What you will do> Would you please copy every line below that includes the string "woman"?

Source data>
*****
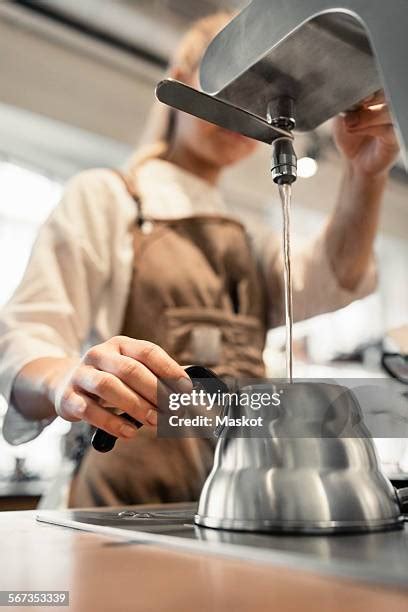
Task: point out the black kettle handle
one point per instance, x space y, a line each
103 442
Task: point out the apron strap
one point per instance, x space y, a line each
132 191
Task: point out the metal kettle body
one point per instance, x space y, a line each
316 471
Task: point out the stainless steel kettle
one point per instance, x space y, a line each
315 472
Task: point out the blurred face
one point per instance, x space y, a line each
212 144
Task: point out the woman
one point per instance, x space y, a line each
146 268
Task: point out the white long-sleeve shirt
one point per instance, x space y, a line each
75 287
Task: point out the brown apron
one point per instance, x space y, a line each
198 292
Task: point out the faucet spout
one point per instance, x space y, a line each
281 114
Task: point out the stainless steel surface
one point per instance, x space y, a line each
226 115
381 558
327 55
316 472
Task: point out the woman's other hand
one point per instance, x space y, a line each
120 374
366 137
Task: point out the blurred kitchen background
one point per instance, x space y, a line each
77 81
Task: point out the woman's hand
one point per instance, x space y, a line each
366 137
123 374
*****
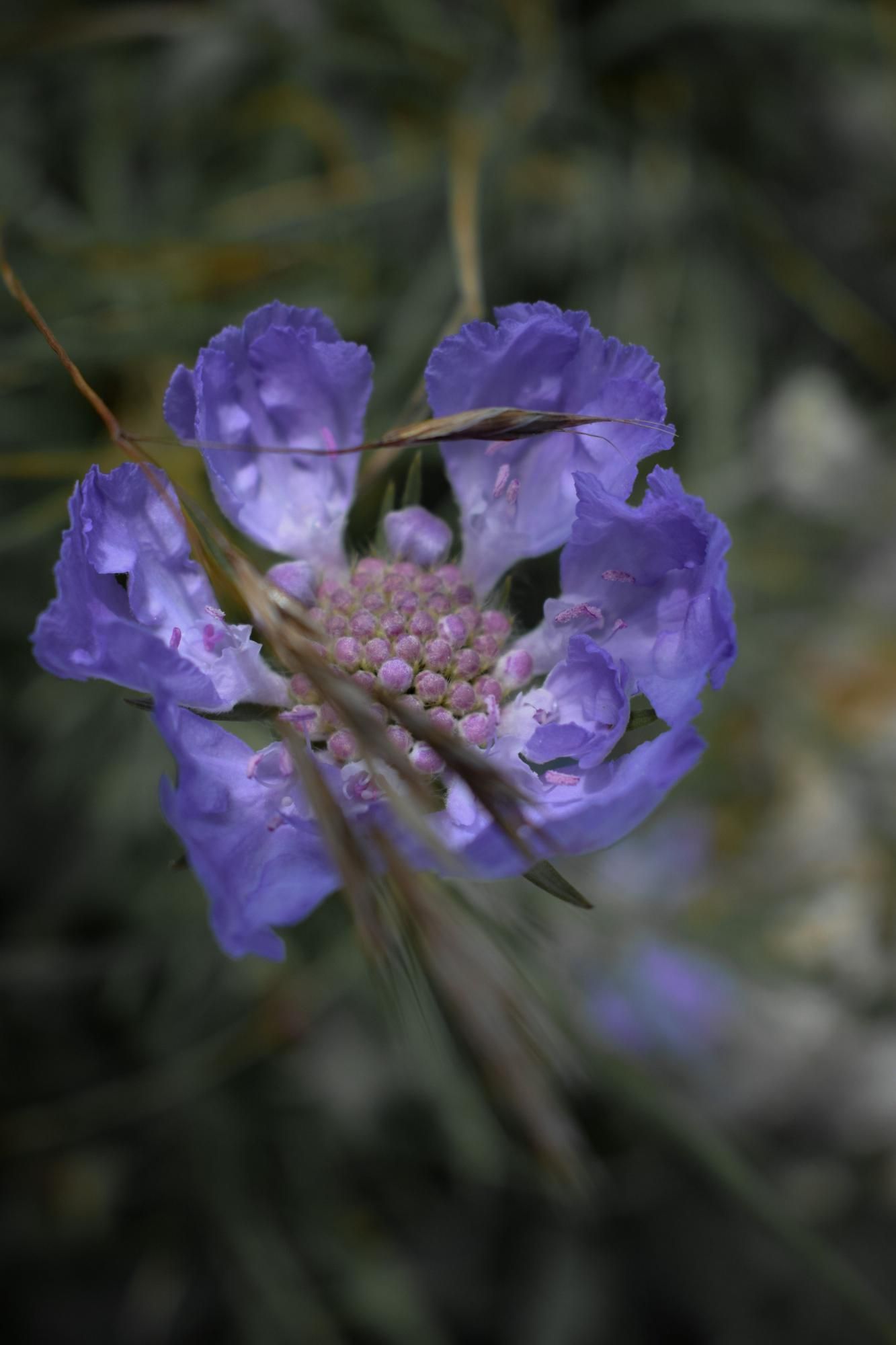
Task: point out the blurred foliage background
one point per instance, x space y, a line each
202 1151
*****
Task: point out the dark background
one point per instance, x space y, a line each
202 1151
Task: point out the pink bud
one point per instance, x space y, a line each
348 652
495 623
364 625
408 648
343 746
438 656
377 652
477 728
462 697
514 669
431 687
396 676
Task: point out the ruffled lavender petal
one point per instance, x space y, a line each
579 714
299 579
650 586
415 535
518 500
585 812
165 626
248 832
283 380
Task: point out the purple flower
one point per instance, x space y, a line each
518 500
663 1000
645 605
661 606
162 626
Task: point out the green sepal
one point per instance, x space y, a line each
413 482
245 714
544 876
*****
Problem solution>
Task: point out the woman
Task: point out the woman's other hand
Task: point out the woman's hand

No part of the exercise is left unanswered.